Passage to read -
## BEGIN
Run the game and it will generate this:
Reference implementation branch: part-3.0
Random Number Generator
Before proceeding with terrain generation, we need a source of randomness in the terrain generator.
Add dependencies on rand and rand_isaac:
# Cargo.toml
rand = "0.8" # basic functionality for random number generators
rand_isaac = "0.3" # a specific random number generator implementation
Initialize a random number generator and store it in a field of GameState.
Pass a reference to the RNG into generate_dungeon.
// game.rs
use rand::{Rng, SeedableRng};
use rand_isaac::Isaac64Rng;
...
impl GameState {
...
fn populate<R: Rng>(&mut self, rng: &mut R) {
let terrain = terrain::generate_dungeon(self.screen_size, rng);
...
}
...
pub fn new(screen_size: Size) -> Self {
...
let mut rng = Isaac64Rng::from_entropy();
game_state.populate(&mut rng);
game_state
}
...
}
Add the corresponding argument to generate_dungeon.
// terrain.rs
use rand::Rng;
...
pub fn generate_dungeon<R: Rng>(size: Size, rng: &mut R) -> Grid<TerrainTile> {
println!("random int: {}", rng.next_u32());
...
}
Run this and it will print out a random number:
random int: 387460914
Reference implementation branch: part-3.1
Rooms
Add rooms in random locations by repeatedly creating rooms with random sizes and positions, but only adding them to the map if they don’t overlap any existing rooms. Here’s the code:
// terrain.rs
...
// A rectangular area of the map
struct Room {
top_left: Coord,
size: Size,
}
impl Room {
// Returns a randomly sized room at a random position within `bounds`
fn choose<R: Rng>(bounds: Size, rng: &mut R) -> Self {
let width = rng.gen_range(5..11);
let height = rng.gen_range(5..9);
let size = Size::new(width, height);
let top_left_bounds = bounds - size;
let left = rng.gen_range(0..top_left_bounds.width());
let top = rng.gen_range(0..top_left_bounds.height());
let top_left = Coord::new(left as i32, top as i32);
Self { top_left, size }
}
// Returns a coord at the centre of the room, rounding down
fn centre(&self) -> Coord {
self.top_left + self.size.to_coord().unwrap() / 2
}
// Returns an iterator over all the coordinates in the room in row major order
fn coords<'a>(&'a self) -> impl 'a + Iterator<Item = Coord> {
self.size
.coord_iter_row_major()
.map(move |coord| self.top_left + coord)
}
// Returns true if and only if each cell of `grid` overlapping this room is `None`
fn only_intersects_empty(&self, grid: &Grid<Option<TerrainTile>>) -> bool {
self.coords().all(|coord| grid.get_checked(coord).is_none())
}
// Updates `grid`, setting each cell overlapping this room to `Some(TerrainTile::Floor)`.
// The top and left sides of the room are set to `Some(TerrainTile::Wall)` instead.
// This prevents a pair of rooms being placed immediately adjacent to one another.
## END
Recorded data -
## BEGIN
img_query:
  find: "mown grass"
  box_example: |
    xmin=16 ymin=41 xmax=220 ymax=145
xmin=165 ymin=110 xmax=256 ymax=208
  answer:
## END
Task instructions -
1 > In the terrain generation tutorial, why are the top and left sides of a room set to walls instead of floor?
2 > Name every function defined inside the `impl Room` block of the terrain generation tutorial.
3 > Carry the terrain generation tutorial on from the point where it stops.
The listing has nothing to do with the terrain generation tutorial.

Answer set -
1 > Making those sides walls keeps a pair of rooms from being placed immediately next to each other.

2 > choose, centre, coords, only_intersects_empty

3 >
fn carve_out(&self, grid: &mut Grid<Option<TerrainTile>>) {
for coord in self.coords() {
let cell = grid.get_checked_mut(coord);
if coord.x == self.top_left.x || coord.y == self.top_left.y {
*cell = Some(TerrainTile::Wall);
} else {
*cell = Some(TerrainTile::Floor);
}
}
}
}
pub fn generate_dungeon<R: Rng>(size: Size, rng: &mut R) -> Grid<TerrainTile> {
let mut grid = Grid::new_copy(size, None);
let mut player_placed = false;
// Attempt to add a room a constant number of times
const NUM_ATTEMPTS: usize = 100;
for _ in 0..NUM_ATTEMPTS {
// Make a random room
let room = Room::choose(size, rng);
// Carve out the room unless it overlaps with an existing room
if room.only_intersects_empty(&grid) {
room.carve_out(&mut grid);
let room_centre = room.centre();
// Add the player to the centre of the room if it's the first room
if !player_placed {
*grid.get_checked_mut(room_centre) = Some(TerrainTile::Player);
player_placed = true;
}
}
}
grid.map(|t| t.unwrap_or(TerrainTile::Wall))
}
Here’s an example map produced by this algorithm:
Reference implementation branch: part-3.2
Corridors
To add corridors between rooms, keep track of the centre of every room that gets placed, and then after all the rooms are placed, carve out corridors connecting every adjacent pair of room centres.
// terrain.rs
...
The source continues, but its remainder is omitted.